# Source data:
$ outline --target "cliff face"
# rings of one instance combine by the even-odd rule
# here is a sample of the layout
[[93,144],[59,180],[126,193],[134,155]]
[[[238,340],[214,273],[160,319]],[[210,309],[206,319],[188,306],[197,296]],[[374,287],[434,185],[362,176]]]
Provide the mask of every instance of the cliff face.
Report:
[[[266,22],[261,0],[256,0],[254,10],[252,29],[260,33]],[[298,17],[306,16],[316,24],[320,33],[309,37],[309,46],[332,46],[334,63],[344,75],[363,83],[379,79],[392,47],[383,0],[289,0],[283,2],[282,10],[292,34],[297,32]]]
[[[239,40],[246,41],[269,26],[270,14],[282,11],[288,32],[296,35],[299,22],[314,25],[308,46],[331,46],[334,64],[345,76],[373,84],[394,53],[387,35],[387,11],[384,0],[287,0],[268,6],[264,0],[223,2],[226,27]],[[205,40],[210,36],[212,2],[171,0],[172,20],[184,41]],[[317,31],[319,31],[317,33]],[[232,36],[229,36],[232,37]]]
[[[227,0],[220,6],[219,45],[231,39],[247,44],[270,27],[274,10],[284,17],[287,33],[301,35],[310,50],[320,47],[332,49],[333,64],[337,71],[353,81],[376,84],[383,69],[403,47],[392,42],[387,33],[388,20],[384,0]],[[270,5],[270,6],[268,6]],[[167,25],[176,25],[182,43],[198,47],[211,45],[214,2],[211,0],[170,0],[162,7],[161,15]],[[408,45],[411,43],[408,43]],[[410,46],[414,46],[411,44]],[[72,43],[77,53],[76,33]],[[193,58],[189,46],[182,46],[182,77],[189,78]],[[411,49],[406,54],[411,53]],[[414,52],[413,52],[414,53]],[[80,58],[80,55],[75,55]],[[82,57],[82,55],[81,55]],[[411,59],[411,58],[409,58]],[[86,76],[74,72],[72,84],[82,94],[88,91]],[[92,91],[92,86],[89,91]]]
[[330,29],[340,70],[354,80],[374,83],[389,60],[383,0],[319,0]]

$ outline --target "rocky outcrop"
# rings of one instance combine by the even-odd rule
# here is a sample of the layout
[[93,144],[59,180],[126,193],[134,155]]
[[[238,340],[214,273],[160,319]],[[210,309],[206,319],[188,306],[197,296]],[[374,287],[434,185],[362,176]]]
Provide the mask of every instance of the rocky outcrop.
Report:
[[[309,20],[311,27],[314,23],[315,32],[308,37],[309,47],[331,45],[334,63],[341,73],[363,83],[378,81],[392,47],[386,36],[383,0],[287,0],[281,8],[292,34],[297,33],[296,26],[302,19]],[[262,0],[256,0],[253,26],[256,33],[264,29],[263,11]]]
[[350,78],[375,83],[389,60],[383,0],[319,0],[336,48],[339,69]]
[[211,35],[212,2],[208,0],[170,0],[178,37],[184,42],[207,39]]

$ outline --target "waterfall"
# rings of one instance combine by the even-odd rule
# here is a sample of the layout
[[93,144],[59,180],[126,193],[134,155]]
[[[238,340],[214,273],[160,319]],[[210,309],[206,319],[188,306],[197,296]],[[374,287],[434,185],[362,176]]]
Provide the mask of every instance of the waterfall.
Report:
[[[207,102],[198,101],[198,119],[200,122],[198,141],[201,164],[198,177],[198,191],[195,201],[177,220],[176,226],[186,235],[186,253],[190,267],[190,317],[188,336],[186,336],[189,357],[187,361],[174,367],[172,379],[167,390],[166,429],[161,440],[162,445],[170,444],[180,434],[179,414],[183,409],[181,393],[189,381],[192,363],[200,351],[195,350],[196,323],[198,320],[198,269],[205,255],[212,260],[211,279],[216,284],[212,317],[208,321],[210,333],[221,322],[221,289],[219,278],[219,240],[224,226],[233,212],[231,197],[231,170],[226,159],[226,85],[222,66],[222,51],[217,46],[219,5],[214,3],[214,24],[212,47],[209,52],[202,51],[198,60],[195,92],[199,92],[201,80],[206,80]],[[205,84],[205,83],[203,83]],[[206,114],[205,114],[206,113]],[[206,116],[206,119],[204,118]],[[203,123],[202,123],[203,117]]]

# Work item:
Only lines that contain the string "every" count; pick each one out of the records and copy it.

# Expected answer:
Provide the mask of every instance of the cliff face.
Provide the mask of every instance of the rocky outcrop.
Provide the mask of every instance of the waterfall.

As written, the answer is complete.